Exercise requirements:
Reproduce the following forum thread about resizing a Windows partition to install Linux, word for word and in full.

==== Excerpt ====

If you plan to boot from a floppy,then you must put the floppy drive 1st in the bios boot sequence.
lynch


----------



## trevor1 (Nov 3, 2002)

ok,made the boot floopy and it went to the instalation!
ok made it through all of the steps untill partitioning my hdd 
how do i keep my windows and have mdk
my hdd is 37gb i have 26.8 remaining 
maybe 20 to win 
and 17 to linux
but i hit resize and it sez it wil lose all data on the partition and thats not what i want!!!


----------



## lynch (Aug 3, 2002)

WTG on the floppy!
I'll assume you have aborted the installation until you get your partitions right.
Have you formatted the whole drive for XP and it has only taken 10GB so far?The resize option should resize windows xp without losing data-it just makes it smaller.
But you must be sure to run scandisk or chkdsk and be sure to defrag the xp partition also.DrakX and DiskDrake see a fragmented partition and warns you that all data will be lost because the files in xp are scattered around the drive instead of them being in a contiguous area .Run scandisk and defrag and try the resize again.
The best way is use PartitionMagic 7 or 8 to non-destructively resize the partition.
If you know someone who has PM 7 or 8,they can make a set of floppies to run the program without having to boot xp. 
Stick with it,trevor1.You're almost there 
lynch


----------



## trevor1 (Nov 3, 2002)

ok so defrag and it wont tell me i will lose all data on the drive.

==== Material ====

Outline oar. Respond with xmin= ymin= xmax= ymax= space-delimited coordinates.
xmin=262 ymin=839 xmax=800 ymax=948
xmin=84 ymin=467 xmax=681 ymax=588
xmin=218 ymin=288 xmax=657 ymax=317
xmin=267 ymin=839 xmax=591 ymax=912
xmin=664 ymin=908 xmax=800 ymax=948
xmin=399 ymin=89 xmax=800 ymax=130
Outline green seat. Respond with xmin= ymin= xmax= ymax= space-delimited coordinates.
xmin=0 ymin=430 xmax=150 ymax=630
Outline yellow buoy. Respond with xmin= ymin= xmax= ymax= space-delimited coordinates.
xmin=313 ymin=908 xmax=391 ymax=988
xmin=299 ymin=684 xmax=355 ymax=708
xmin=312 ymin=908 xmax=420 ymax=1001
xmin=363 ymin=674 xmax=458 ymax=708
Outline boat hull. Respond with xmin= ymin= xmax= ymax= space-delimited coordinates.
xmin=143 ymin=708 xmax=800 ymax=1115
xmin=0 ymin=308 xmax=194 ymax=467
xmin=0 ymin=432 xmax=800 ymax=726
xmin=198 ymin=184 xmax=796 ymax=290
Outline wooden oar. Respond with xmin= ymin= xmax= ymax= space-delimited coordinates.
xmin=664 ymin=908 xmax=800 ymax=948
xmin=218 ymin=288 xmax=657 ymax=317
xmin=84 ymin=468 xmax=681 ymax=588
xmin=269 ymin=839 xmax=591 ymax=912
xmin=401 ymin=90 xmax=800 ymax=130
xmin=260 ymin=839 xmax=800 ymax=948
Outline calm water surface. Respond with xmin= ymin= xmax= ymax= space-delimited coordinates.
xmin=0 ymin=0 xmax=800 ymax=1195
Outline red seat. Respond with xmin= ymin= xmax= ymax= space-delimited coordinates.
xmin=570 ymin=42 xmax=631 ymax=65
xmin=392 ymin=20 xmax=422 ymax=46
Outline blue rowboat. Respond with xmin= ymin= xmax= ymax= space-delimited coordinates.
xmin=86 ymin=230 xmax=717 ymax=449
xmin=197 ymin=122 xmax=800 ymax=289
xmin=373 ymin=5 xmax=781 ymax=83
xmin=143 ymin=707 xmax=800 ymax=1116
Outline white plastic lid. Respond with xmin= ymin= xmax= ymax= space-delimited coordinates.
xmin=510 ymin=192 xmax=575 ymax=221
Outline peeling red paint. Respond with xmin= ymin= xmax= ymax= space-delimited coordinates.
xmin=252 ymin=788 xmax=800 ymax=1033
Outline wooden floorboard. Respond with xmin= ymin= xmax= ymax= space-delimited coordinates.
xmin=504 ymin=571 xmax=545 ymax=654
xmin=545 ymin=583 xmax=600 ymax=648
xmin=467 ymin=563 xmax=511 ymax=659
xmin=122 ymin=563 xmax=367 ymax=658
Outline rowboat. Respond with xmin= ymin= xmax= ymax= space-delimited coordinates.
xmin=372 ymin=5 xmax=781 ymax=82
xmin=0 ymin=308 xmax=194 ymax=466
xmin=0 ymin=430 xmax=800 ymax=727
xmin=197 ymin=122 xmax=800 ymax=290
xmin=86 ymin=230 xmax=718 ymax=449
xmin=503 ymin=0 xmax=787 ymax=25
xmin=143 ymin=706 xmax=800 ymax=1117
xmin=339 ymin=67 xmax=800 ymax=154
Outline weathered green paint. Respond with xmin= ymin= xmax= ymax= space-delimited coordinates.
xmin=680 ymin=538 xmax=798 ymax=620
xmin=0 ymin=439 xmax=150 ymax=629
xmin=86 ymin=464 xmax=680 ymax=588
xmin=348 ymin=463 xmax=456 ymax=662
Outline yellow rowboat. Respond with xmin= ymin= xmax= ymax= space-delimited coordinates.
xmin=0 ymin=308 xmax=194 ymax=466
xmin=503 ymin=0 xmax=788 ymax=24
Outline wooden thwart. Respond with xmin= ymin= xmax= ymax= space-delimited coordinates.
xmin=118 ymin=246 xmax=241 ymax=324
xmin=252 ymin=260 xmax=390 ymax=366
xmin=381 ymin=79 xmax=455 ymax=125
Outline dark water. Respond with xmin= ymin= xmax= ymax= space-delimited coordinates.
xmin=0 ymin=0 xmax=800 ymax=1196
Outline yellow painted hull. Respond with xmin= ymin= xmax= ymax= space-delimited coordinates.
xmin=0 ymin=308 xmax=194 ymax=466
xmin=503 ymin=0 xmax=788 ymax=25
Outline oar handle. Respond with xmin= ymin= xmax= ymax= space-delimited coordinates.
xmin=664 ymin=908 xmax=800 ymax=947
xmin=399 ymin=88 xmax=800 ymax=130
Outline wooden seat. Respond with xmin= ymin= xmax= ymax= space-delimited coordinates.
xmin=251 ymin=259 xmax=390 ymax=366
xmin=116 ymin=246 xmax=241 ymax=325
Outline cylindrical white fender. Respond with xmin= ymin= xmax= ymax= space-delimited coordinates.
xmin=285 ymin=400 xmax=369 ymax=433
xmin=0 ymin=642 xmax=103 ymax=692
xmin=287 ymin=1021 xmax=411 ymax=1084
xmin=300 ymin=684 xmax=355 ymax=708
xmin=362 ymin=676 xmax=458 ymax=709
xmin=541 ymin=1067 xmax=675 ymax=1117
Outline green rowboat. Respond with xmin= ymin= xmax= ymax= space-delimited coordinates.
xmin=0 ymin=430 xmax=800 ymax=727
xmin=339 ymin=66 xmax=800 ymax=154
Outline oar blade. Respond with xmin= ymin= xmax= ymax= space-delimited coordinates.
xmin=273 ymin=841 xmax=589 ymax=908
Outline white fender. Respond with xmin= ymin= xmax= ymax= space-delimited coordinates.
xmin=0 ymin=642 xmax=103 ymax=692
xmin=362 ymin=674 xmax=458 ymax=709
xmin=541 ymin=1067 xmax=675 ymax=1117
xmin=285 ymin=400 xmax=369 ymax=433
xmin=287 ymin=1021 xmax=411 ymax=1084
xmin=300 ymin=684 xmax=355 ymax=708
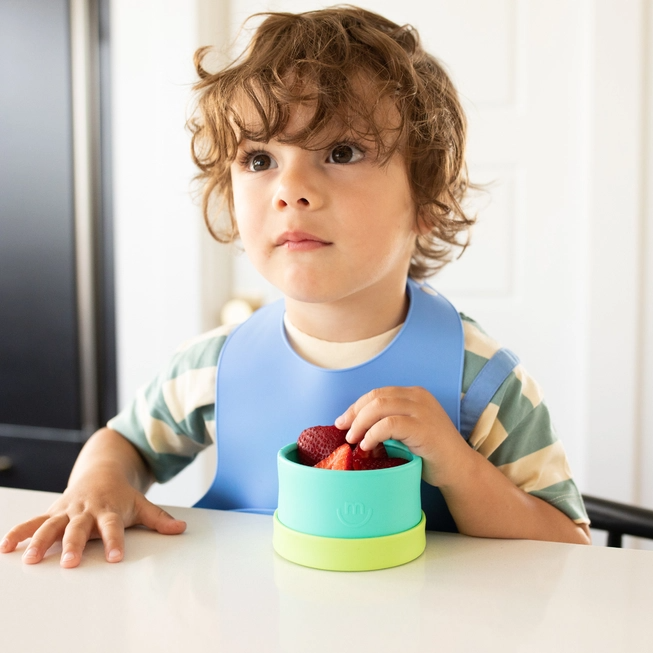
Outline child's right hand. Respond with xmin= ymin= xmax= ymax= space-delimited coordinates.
xmin=0 ymin=474 xmax=186 ymax=567
xmin=0 ymin=429 xmax=186 ymax=567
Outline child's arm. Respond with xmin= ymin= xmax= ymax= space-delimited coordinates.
xmin=336 ymin=387 xmax=590 ymax=544
xmin=0 ymin=428 xmax=186 ymax=567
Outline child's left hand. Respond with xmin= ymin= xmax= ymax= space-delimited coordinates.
xmin=335 ymin=386 xmax=472 ymax=486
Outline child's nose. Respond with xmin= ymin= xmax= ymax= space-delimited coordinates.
xmin=273 ymin=166 xmax=322 ymax=210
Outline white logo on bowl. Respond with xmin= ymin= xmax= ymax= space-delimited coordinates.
xmin=336 ymin=501 xmax=372 ymax=528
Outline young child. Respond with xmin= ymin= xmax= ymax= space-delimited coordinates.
xmin=0 ymin=7 xmax=590 ymax=567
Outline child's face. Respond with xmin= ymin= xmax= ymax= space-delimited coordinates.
xmin=231 ymin=109 xmax=416 ymax=310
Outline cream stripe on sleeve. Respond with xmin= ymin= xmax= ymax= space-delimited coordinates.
xmin=136 ymin=389 xmax=206 ymax=456
xmin=463 ymin=320 xmax=501 ymax=359
xmin=162 ymin=366 xmax=216 ymax=422
xmin=497 ymin=440 xmax=571 ymax=492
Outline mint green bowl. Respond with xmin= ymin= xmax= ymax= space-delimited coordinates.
xmin=277 ymin=440 xmax=422 ymax=539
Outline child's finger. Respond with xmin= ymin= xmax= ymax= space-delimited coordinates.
xmin=139 ymin=498 xmax=186 ymax=535
xmin=61 ymin=513 xmax=94 ymax=568
xmin=335 ymin=386 xmax=404 ymax=432
xmin=347 ymin=393 xmax=413 ymax=450
xmin=23 ymin=514 xmax=68 ymax=565
xmin=97 ymin=512 xmax=125 ymax=562
xmin=0 ymin=515 xmax=49 ymax=553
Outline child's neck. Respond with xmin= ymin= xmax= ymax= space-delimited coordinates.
xmin=286 ymin=278 xmax=408 ymax=342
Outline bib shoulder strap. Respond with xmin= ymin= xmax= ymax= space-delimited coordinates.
xmin=460 ymin=349 xmax=519 ymax=440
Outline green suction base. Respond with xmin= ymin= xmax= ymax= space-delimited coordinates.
xmin=272 ymin=512 xmax=426 ymax=571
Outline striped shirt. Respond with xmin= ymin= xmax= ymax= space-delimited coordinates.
xmin=108 ymin=314 xmax=589 ymax=523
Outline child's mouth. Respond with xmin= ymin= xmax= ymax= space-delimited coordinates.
xmin=275 ymin=231 xmax=331 ymax=252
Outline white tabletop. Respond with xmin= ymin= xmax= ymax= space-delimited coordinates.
xmin=0 ymin=488 xmax=653 ymax=653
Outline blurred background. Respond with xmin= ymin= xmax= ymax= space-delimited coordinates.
xmin=0 ymin=0 xmax=653 ymax=546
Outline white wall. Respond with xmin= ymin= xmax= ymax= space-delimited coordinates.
xmin=112 ymin=0 xmax=653 ymax=524
xmin=111 ymin=0 xmax=230 ymax=504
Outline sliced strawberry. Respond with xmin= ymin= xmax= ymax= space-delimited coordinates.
xmin=315 ymin=442 xmax=354 ymax=470
xmin=354 ymin=458 xmax=408 ymax=470
xmin=297 ymin=426 xmax=349 ymax=467
xmin=354 ymin=442 xmax=388 ymax=469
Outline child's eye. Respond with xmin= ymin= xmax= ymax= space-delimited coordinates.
xmin=327 ymin=143 xmax=364 ymax=163
xmin=243 ymin=152 xmax=277 ymax=172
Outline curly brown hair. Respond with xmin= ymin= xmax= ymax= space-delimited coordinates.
xmin=188 ymin=5 xmax=475 ymax=279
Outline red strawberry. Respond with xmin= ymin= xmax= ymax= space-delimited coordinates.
xmin=297 ymin=426 xmax=349 ymax=467
xmin=354 ymin=458 xmax=408 ymax=470
xmin=315 ymin=442 xmax=354 ymax=470
xmin=354 ymin=442 xmax=388 ymax=469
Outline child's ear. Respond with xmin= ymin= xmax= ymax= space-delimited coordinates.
xmin=413 ymin=209 xmax=431 ymax=236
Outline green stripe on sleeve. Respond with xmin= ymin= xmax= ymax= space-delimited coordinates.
xmin=488 ymin=399 xmax=557 ymax=467
xmin=530 ymin=479 xmax=589 ymax=523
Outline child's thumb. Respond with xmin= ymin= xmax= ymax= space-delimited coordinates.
xmin=140 ymin=499 xmax=186 ymax=535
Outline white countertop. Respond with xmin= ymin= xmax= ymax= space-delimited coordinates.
xmin=0 ymin=488 xmax=653 ymax=653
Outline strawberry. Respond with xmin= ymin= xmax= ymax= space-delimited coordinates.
xmin=315 ymin=442 xmax=354 ymax=470
xmin=354 ymin=442 xmax=388 ymax=469
xmin=354 ymin=458 xmax=408 ymax=470
xmin=297 ymin=426 xmax=349 ymax=467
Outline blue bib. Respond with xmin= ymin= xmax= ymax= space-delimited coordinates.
xmin=196 ymin=280 xmax=464 ymax=531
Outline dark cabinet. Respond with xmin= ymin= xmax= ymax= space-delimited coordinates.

====

Answer for this exercise:
If you plan to boot from a floppy,then you must put the floppy drive 1st in the bios boot sequence.
lynch


----------



## trevor1 (Nov 3, 2002)

ok,made the boot floopy and it went to the instalation!
ok made it through all of the steps untill partitioning my hdd 
how do i keep my windows and have mdk
my hdd is 37gb i have 26.8 remaining 
maybe 20 to win 
and 17 to linux
but i hit resize and it sez it wil lose all data on the partition and thats not what i want!!!


----------



## lynch (Aug 3, 2002)

WTG on the floppy!
I'll assume you have aborted the installation until you get your partitions right.
Have you formatted the whole drive for XP and it has only taken 10GB so far?The resize option should resize windows xp without losing data-it just makes it smaller.
But you must be sure to run scandisk or chkdsk and be sure to defrag the xp partition also.DrakX and DiskDrake see a fragmented partition and warns you that all data will be lost because the files in xp are scattered around the drive instead of them being in a contiguous area .Run scandisk and defrag and try the resize again.
The best way is use PartitionMagic 7 or 8 to non-destructively resize the partition.
If you know someone who has PM 7 or 8,they can make a set of floppies to run the program without having to boot xp. 
Stick with it,trevor1.You're almost there 
lynch


----------



## trevor1 (Nov 3, 2002)

ok so defrag and it wont tell me i will lose all data on the drive.